━━━━━ ESTRATTO DELLA FONTE

Di questi fatti, siccome avvenuti posteriormente, serbo a più tardi la narrazione, ripigliando ora il filo della mia storia, interrotto per uno sfogo di giusto risentimento.

Avvicinavasi ormai la stagione delle pioggie. Un giorno infatti il sole si era nascosto dietro a fitte nubi grigiastre, che si stendevano sopra la vasta pianura del Barka. Poco a poco il temporale si sviluppò e piovve abbondantemente.

Questo sarebbe stato il minor male; ma ciò che tenne dietro alla pioggia si fu un’altra pioggia di nuovo genere, mille volte più molesta, una vera piaga d’Egitto, la piaga delle locuste.

E ne caddero in quantità sì grande, non altrimenti che quando fiocca la neve e copre i terreni, gli alberi, le case, tutto insomma che trovasi allo scoperto.

Il padre Stella ricordavasi di aver sopportato altre volte una siffatta molestia, e notava che quel flagello rinnovavasi da tre anni a quella parte puntualmente in quella stagione.

Due interi giorni piovvero cavallette; due giorni intieri! Qual danno abbiano arrecato alle piantagioni, e quali disturbi a noi ed ai nostri animali, lascio al lettore l’immaginarlo.

E quasicchè fosse poco, eccoci verso l’imbrunire del secondo giorno del flagello, giungere alcuni indigeni a darci la sconfortante notizia che alcune schiere di Démbelas erano discese nei nostri campi e scaltramente avevano rubato le lancie e gli scudi che i nostri uomini avevano messo in disparte durante i lavori campestri.

Noi corremmo in soccorso dei nostri, ma i predoni avevano levato il campo e si erano ritirati al di là dei monti. [p. 129 modifica]

Passato in bene siffatto incidente, ecco, alcuni giorni dopo, ricomparire le locuste, la cui presenza produceva un ronzìo tanto forte da farci credere allo straripar di un torrente, o al precipitar d’una frana, o al lontano rombo del tuono, o alla caduta di una fitta e minutissima gragnuola.

Per questa seconda visita importuna, le piantagioni furono totalmente distrutte; del cotone non se ne parlò più; solo il frumento ebbe la forza di resistere, ma era destino che anche di quello non avessimo avuto a servirci, imperciocchè il passaggio degli elefanti ce lo distrusse completamente.

━━━━━━━━━━
━━━━━ DATI MOSTRATI

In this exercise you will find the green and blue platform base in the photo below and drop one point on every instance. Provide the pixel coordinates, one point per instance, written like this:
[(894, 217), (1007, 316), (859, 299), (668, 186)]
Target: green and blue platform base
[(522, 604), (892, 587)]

━━━━━━━━━━

> INDICAZIONE 1:
Ricopia dall'estratto sulle locuste tutto ciò che va da "E ne caddero" fino a "trovasi allo scoperto.".
> INDICAZIONE 2:
Secondo l'estratto sulle locuste, che cosa rubarono le schiere di Démbelas?
> INDICAZIONE 3:
Indica se ciascuna affermazione concorda con l'estratto sulle locuste, rispondendo sì o no e citando le parole decisive:
(a) Le cavallette piovvero per due giorni interi.
(b) Dopo la seconda invasione il cotone resistette.
(c) Il frumento fu distrutto dal passaggio degli elefanti.
Il materiale non ha alcun ruolo in questo lavoro.

> RISULTATO FINALE 1:
E ne caddero in quantità sì grande, non altrimenti che quando fiocca la neve e copre i terreni, gli alberi, le case, tutto insomma che trovasi allo scoperto.

> RISULTATO FINALE 2:
Le lancie e gli scudi che gli uomini avevano messo in disparte durante i lavori campestri.

> RISULTATO FINALE 3:
(a) Sì: «Due interi giorni piovvero cavallette».
(b) No: «del cotone non se ne parlò più; solo il frumento ebbe la forza di resistere».
(c) Sì: «il passaggio degli elefanti ce lo distrusse completamente».